_What is expected_
Starting at the line that holds "An agriculture drone captured the photo above. Locate any silver", copy every line exactly through the end of the data, and no others.

====

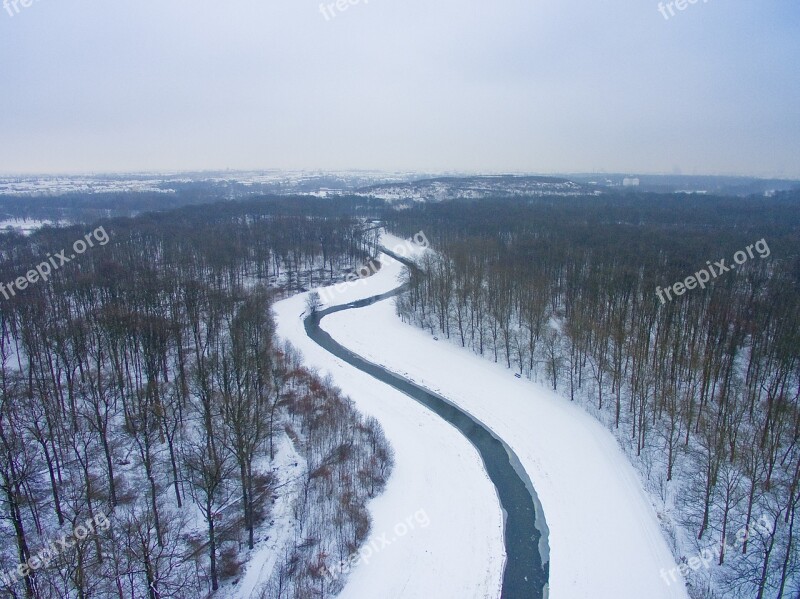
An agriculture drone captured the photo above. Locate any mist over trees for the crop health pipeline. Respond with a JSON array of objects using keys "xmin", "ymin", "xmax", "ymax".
[{"xmin": 387, "ymin": 192, "xmax": 800, "ymax": 599}]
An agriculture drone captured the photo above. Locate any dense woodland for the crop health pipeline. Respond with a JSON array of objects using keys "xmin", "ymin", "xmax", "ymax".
[
  {"xmin": 388, "ymin": 192, "xmax": 800, "ymax": 599},
  {"xmin": 0, "ymin": 199, "xmax": 393, "ymax": 599}
]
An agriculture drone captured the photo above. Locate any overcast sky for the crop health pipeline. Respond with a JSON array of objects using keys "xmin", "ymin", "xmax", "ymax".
[{"xmin": 0, "ymin": 0, "xmax": 800, "ymax": 177}]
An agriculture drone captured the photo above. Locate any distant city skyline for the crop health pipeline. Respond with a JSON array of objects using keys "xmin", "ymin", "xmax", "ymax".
[{"xmin": 0, "ymin": 0, "xmax": 800, "ymax": 179}]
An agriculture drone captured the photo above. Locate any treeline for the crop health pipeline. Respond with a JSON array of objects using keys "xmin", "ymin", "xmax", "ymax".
[
  {"xmin": 388, "ymin": 192, "xmax": 800, "ymax": 599},
  {"xmin": 0, "ymin": 192, "xmax": 383, "ymax": 223},
  {"xmin": 0, "ymin": 200, "xmax": 392, "ymax": 599}
]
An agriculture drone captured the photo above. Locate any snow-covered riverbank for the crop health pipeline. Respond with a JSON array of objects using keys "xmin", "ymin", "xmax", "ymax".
[{"xmin": 268, "ymin": 244, "xmax": 505, "ymax": 599}]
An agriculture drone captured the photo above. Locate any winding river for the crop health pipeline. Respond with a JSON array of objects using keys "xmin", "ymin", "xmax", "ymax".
[{"xmin": 305, "ymin": 256, "xmax": 549, "ymax": 599}]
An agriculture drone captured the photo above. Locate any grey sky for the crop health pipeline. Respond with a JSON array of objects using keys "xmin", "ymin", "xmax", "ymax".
[{"xmin": 0, "ymin": 0, "xmax": 800, "ymax": 177}]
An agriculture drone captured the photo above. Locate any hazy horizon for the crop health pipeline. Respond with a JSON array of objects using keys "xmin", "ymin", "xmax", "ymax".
[{"xmin": 0, "ymin": 0, "xmax": 800, "ymax": 179}]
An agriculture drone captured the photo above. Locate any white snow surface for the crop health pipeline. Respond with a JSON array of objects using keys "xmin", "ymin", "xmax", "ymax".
[
  {"xmin": 275, "ymin": 238, "xmax": 688, "ymax": 599},
  {"xmin": 270, "ymin": 237, "xmax": 505, "ymax": 599}
]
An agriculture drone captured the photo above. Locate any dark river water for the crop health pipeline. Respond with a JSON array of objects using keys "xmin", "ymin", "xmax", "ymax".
[{"xmin": 305, "ymin": 288, "xmax": 548, "ymax": 599}]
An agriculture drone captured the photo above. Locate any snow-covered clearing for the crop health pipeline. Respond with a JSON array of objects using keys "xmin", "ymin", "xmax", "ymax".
[
  {"xmin": 270, "ymin": 237, "xmax": 505, "ymax": 599},
  {"xmin": 268, "ymin": 232, "xmax": 687, "ymax": 599}
]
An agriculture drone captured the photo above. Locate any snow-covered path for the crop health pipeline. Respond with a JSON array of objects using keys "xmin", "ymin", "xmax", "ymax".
[
  {"xmin": 322, "ymin": 278, "xmax": 687, "ymax": 599},
  {"xmin": 275, "ymin": 252, "xmax": 505, "ymax": 599},
  {"xmin": 276, "ymin": 232, "xmax": 687, "ymax": 599}
]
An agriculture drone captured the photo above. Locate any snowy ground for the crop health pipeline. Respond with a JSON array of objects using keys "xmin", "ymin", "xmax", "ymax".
[
  {"xmin": 276, "ymin": 232, "xmax": 687, "ymax": 599},
  {"xmin": 268, "ymin": 237, "xmax": 505, "ymax": 599}
]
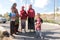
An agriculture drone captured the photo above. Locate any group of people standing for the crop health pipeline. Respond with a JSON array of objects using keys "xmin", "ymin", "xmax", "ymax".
[
  {"xmin": 9, "ymin": 3, "xmax": 35, "ymax": 36},
  {"xmin": 9, "ymin": 3, "xmax": 43, "ymax": 36}
]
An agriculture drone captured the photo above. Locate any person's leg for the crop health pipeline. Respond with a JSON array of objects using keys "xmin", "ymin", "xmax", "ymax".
[
  {"xmin": 36, "ymin": 30, "xmax": 39, "ymax": 38},
  {"xmin": 10, "ymin": 21, "xmax": 15, "ymax": 37},
  {"xmin": 10, "ymin": 21, "xmax": 12, "ymax": 35},
  {"xmin": 24, "ymin": 20, "xmax": 26, "ymax": 32},
  {"xmin": 21, "ymin": 20, "xmax": 22, "ymax": 32},
  {"xmin": 31, "ymin": 18, "xmax": 35, "ymax": 32}
]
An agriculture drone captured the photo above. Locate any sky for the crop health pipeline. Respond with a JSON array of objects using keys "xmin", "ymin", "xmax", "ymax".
[{"xmin": 0, "ymin": 0, "xmax": 60, "ymax": 15}]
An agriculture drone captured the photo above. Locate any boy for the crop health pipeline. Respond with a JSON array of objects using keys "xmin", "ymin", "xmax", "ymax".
[{"xmin": 35, "ymin": 14, "xmax": 43, "ymax": 38}]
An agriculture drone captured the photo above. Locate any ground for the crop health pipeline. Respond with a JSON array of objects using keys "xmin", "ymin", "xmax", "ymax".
[{"xmin": 0, "ymin": 22, "xmax": 60, "ymax": 40}]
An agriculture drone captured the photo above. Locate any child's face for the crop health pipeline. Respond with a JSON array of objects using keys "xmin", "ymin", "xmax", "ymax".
[{"xmin": 37, "ymin": 15, "xmax": 40, "ymax": 18}]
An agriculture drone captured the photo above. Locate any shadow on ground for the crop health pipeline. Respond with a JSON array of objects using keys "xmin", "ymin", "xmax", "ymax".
[{"xmin": 15, "ymin": 31, "xmax": 60, "ymax": 40}]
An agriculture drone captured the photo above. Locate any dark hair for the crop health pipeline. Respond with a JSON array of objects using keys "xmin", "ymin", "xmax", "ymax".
[{"xmin": 12, "ymin": 3, "xmax": 17, "ymax": 7}]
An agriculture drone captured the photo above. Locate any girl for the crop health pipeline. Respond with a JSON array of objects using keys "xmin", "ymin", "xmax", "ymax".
[{"xmin": 35, "ymin": 14, "xmax": 43, "ymax": 38}]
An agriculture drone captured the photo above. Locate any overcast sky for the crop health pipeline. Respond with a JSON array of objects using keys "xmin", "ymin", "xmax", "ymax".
[{"xmin": 0, "ymin": 0, "xmax": 60, "ymax": 15}]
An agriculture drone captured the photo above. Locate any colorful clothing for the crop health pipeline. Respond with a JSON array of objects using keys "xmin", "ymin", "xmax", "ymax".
[
  {"xmin": 20, "ymin": 10, "xmax": 27, "ymax": 20},
  {"xmin": 28, "ymin": 9, "xmax": 35, "ymax": 29},
  {"xmin": 28, "ymin": 9, "xmax": 35, "ymax": 18}
]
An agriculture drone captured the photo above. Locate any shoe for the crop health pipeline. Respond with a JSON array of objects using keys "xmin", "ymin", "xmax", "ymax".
[{"xmin": 11, "ymin": 35, "xmax": 15, "ymax": 38}]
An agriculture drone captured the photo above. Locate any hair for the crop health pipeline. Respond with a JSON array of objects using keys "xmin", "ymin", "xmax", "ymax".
[{"xmin": 37, "ymin": 13, "xmax": 40, "ymax": 17}]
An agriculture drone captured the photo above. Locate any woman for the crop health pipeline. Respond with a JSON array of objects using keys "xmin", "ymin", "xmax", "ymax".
[
  {"xmin": 11, "ymin": 3, "xmax": 19, "ymax": 34},
  {"xmin": 20, "ymin": 6, "xmax": 27, "ymax": 32},
  {"xmin": 10, "ymin": 5, "xmax": 16, "ymax": 36},
  {"xmin": 28, "ymin": 5, "xmax": 35, "ymax": 31}
]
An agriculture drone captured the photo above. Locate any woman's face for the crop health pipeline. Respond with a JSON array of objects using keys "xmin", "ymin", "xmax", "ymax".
[{"xmin": 14, "ymin": 5, "xmax": 16, "ymax": 8}]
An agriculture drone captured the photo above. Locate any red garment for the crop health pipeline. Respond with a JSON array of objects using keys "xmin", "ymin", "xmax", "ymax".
[
  {"xmin": 28, "ymin": 9, "xmax": 35, "ymax": 18},
  {"xmin": 20, "ymin": 10, "xmax": 27, "ymax": 19},
  {"xmin": 35, "ymin": 18, "xmax": 41, "ymax": 30}
]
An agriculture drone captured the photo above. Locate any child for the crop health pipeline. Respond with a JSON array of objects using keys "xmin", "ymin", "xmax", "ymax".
[
  {"xmin": 35, "ymin": 14, "xmax": 43, "ymax": 38},
  {"xmin": 10, "ymin": 10, "xmax": 16, "ymax": 37},
  {"xmin": 20, "ymin": 6, "xmax": 27, "ymax": 33}
]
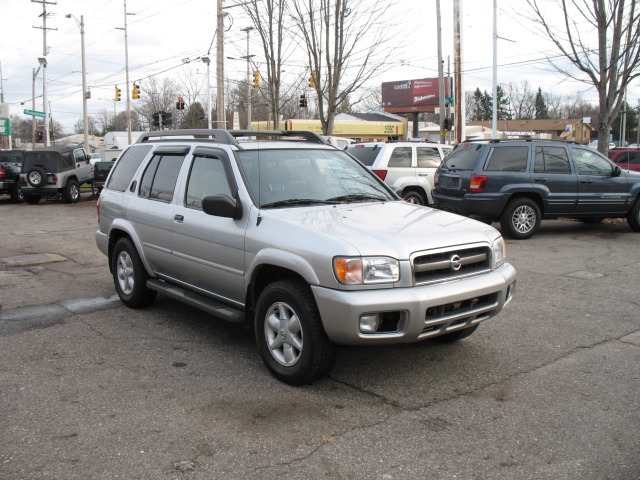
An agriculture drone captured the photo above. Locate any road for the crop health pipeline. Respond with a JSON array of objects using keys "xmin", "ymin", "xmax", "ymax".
[{"xmin": 0, "ymin": 197, "xmax": 640, "ymax": 480}]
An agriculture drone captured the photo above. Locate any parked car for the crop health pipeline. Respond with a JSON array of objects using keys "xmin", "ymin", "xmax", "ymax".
[
  {"xmin": 346, "ymin": 142, "xmax": 453, "ymax": 205},
  {"xmin": 96, "ymin": 130, "xmax": 516, "ymax": 385},
  {"xmin": 433, "ymin": 140, "xmax": 640, "ymax": 239},
  {"xmin": 0, "ymin": 149, "xmax": 26, "ymax": 203},
  {"xmin": 20, "ymin": 147, "xmax": 93, "ymax": 204},
  {"xmin": 608, "ymin": 147, "xmax": 640, "ymax": 172}
]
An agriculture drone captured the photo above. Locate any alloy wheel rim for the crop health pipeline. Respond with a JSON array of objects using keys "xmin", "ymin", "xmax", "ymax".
[
  {"xmin": 511, "ymin": 205, "xmax": 536, "ymax": 233},
  {"xmin": 116, "ymin": 252, "xmax": 135, "ymax": 295},
  {"xmin": 264, "ymin": 302, "xmax": 303, "ymax": 367}
]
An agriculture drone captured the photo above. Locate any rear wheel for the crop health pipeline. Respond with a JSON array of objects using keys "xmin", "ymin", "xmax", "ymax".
[
  {"xmin": 24, "ymin": 193, "xmax": 41, "ymax": 205},
  {"xmin": 500, "ymin": 197, "xmax": 541, "ymax": 240},
  {"xmin": 627, "ymin": 198, "xmax": 640, "ymax": 232},
  {"xmin": 111, "ymin": 238, "xmax": 156, "ymax": 308},
  {"xmin": 62, "ymin": 180, "xmax": 80, "ymax": 203},
  {"xmin": 255, "ymin": 280, "xmax": 337, "ymax": 385},
  {"xmin": 10, "ymin": 183, "xmax": 24, "ymax": 203}
]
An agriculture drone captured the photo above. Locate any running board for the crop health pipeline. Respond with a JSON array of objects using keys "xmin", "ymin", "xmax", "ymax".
[{"xmin": 147, "ymin": 279, "xmax": 245, "ymax": 323}]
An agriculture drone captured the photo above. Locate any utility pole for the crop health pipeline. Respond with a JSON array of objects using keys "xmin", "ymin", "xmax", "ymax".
[
  {"xmin": 491, "ymin": 0, "xmax": 498, "ymax": 139},
  {"xmin": 216, "ymin": 0, "xmax": 227, "ymax": 128},
  {"xmin": 31, "ymin": 0, "xmax": 57, "ymax": 147},
  {"xmin": 436, "ymin": 0, "xmax": 445, "ymax": 143},
  {"xmin": 240, "ymin": 27, "xmax": 253, "ymax": 130},
  {"xmin": 453, "ymin": 0, "xmax": 466, "ymax": 143}
]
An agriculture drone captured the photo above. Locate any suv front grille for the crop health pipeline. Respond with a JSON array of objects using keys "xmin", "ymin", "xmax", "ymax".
[{"xmin": 412, "ymin": 246, "xmax": 491, "ymax": 285}]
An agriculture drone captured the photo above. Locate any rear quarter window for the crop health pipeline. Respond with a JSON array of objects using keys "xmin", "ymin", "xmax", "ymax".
[
  {"xmin": 485, "ymin": 146, "xmax": 529, "ymax": 172},
  {"xmin": 443, "ymin": 143, "xmax": 483, "ymax": 170},
  {"xmin": 106, "ymin": 145, "xmax": 152, "ymax": 192}
]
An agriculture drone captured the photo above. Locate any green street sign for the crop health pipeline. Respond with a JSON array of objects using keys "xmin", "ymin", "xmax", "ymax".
[{"xmin": 23, "ymin": 108, "xmax": 45, "ymax": 118}]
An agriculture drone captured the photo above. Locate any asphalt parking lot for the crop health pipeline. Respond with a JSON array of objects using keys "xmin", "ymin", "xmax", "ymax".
[{"xmin": 0, "ymin": 194, "xmax": 640, "ymax": 480}]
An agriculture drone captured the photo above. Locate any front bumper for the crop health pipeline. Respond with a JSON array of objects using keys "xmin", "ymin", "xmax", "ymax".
[{"xmin": 312, "ymin": 263, "xmax": 516, "ymax": 345}]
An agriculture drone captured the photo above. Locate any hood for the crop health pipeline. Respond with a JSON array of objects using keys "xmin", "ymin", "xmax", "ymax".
[{"xmin": 261, "ymin": 201, "xmax": 500, "ymax": 259}]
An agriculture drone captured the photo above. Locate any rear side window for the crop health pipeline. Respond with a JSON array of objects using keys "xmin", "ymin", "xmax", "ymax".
[
  {"xmin": 416, "ymin": 147, "xmax": 442, "ymax": 168},
  {"xmin": 485, "ymin": 146, "xmax": 529, "ymax": 172},
  {"xmin": 347, "ymin": 145, "xmax": 380, "ymax": 167},
  {"xmin": 388, "ymin": 147, "xmax": 411, "ymax": 167},
  {"xmin": 571, "ymin": 147, "xmax": 613, "ymax": 176},
  {"xmin": 106, "ymin": 145, "xmax": 152, "ymax": 192},
  {"xmin": 139, "ymin": 155, "xmax": 184, "ymax": 203},
  {"xmin": 444, "ymin": 143, "xmax": 482, "ymax": 170},
  {"xmin": 534, "ymin": 147, "xmax": 571, "ymax": 173}
]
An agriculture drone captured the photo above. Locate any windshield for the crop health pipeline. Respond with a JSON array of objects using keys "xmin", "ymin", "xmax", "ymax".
[
  {"xmin": 22, "ymin": 152, "xmax": 60, "ymax": 172},
  {"xmin": 236, "ymin": 149, "xmax": 395, "ymax": 207}
]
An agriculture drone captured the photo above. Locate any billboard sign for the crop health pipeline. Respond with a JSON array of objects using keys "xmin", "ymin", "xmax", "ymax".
[{"xmin": 382, "ymin": 77, "xmax": 450, "ymax": 113}]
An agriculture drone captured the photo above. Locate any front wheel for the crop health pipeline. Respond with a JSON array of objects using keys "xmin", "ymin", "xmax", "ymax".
[
  {"xmin": 627, "ymin": 198, "xmax": 640, "ymax": 232},
  {"xmin": 111, "ymin": 238, "xmax": 156, "ymax": 308},
  {"xmin": 63, "ymin": 180, "xmax": 80, "ymax": 203},
  {"xmin": 255, "ymin": 280, "xmax": 337, "ymax": 385},
  {"xmin": 500, "ymin": 197, "xmax": 541, "ymax": 240}
]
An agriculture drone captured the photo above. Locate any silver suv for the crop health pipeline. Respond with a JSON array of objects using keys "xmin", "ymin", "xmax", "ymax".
[
  {"xmin": 96, "ymin": 130, "xmax": 516, "ymax": 385},
  {"xmin": 345, "ymin": 142, "xmax": 453, "ymax": 205}
]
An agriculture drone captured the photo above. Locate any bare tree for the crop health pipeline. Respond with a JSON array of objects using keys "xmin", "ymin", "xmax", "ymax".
[
  {"xmin": 505, "ymin": 80, "xmax": 536, "ymax": 119},
  {"xmin": 527, "ymin": 0, "xmax": 640, "ymax": 154},
  {"xmin": 290, "ymin": 0, "xmax": 392, "ymax": 135},
  {"xmin": 245, "ymin": 0, "xmax": 293, "ymax": 128}
]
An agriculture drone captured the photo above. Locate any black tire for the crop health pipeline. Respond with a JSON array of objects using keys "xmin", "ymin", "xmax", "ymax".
[
  {"xmin": 500, "ymin": 197, "xmax": 542, "ymax": 240},
  {"xmin": 9, "ymin": 183, "xmax": 24, "ymax": 203},
  {"xmin": 402, "ymin": 190, "xmax": 428, "ymax": 205},
  {"xmin": 24, "ymin": 193, "xmax": 42, "ymax": 205},
  {"xmin": 434, "ymin": 324, "xmax": 480, "ymax": 343},
  {"xmin": 27, "ymin": 167, "xmax": 47, "ymax": 188},
  {"xmin": 627, "ymin": 198, "xmax": 640, "ymax": 232},
  {"xmin": 254, "ymin": 280, "xmax": 337, "ymax": 385},
  {"xmin": 111, "ymin": 238, "xmax": 157, "ymax": 308},
  {"xmin": 62, "ymin": 180, "xmax": 80, "ymax": 203}
]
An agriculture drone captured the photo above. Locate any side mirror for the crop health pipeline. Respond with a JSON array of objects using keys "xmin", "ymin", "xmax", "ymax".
[{"xmin": 202, "ymin": 195, "xmax": 242, "ymax": 220}]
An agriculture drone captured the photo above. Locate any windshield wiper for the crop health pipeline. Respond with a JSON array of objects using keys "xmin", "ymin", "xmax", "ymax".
[
  {"xmin": 327, "ymin": 194, "xmax": 389, "ymax": 202},
  {"xmin": 261, "ymin": 198, "xmax": 335, "ymax": 208}
]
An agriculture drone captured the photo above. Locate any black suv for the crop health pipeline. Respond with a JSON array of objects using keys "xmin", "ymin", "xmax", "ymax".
[{"xmin": 432, "ymin": 140, "xmax": 640, "ymax": 239}]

====

_Task solution_
An agriculture drone captured the photo above. Locate any silver suv for the crop health pipeline. Respond with a JSON array of objects using keys "xmin", "ymin", "xmax", "ymax".
[
  {"xmin": 96, "ymin": 130, "xmax": 516, "ymax": 385},
  {"xmin": 345, "ymin": 142, "xmax": 453, "ymax": 205}
]
An agriculture drone captured the photo above. Locate any bare tree for the crop health pipeline. Respond with a JSON array of objects using keys "xmin", "ymin", "xmax", "ymax".
[
  {"xmin": 505, "ymin": 80, "xmax": 536, "ymax": 119},
  {"xmin": 527, "ymin": 0, "xmax": 640, "ymax": 154},
  {"xmin": 290, "ymin": 0, "xmax": 392, "ymax": 135},
  {"xmin": 245, "ymin": 0, "xmax": 293, "ymax": 128}
]
An agriculture drone captured the photo above. Locate any black tire for the crop health pipeline. Respond with a JSON array of objects using keys "xmin", "ymin", "xmax", "ymax".
[
  {"xmin": 500, "ymin": 197, "xmax": 542, "ymax": 240},
  {"xmin": 9, "ymin": 183, "xmax": 24, "ymax": 203},
  {"xmin": 402, "ymin": 190, "xmax": 428, "ymax": 205},
  {"xmin": 24, "ymin": 193, "xmax": 42, "ymax": 205},
  {"xmin": 434, "ymin": 324, "xmax": 480, "ymax": 343},
  {"xmin": 27, "ymin": 167, "xmax": 47, "ymax": 188},
  {"xmin": 627, "ymin": 198, "xmax": 640, "ymax": 232},
  {"xmin": 254, "ymin": 280, "xmax": 337, "ymax": 385},
  {"xmin": 111, "ymin": 238, "xmax": 157, "ymax": 308},
  {"xmin": 62, "ymin": 180, "xmax": 80, "ymax": 203}
]
An agriculture drone captured the photo above. Locate any side mirror for the crop health pipeline. Respond with a JSON array of objects using keys "xmin", "ymin", "xmax", "ymax".
[{"xmin": 202, "ymin": 195, "xmax": 242, "ymax": 220}]
An agriculture drone captured the photo above. Locate any windshield wiper for the crop health pipeline. Respond with a JSON array of objects using keys "xmin", "ymin", "xmax", "ymax".
[
  {"xmin": 327, "ymin": 194, "xmax": 389, "ymax": 202},
  {"xmin": 261, "ymin": 198, "xmax": 335, "ymax": 208}
]
An agriculture drone captured the photo above. Locate any black suv for the crop health pipeline. Respond with a JSON array of objects using keys "xmin", "ymin", "xmax", "ymax".
[{"xmin": 432, "ymin": 140, "xmax": 640, "ymax": 239}]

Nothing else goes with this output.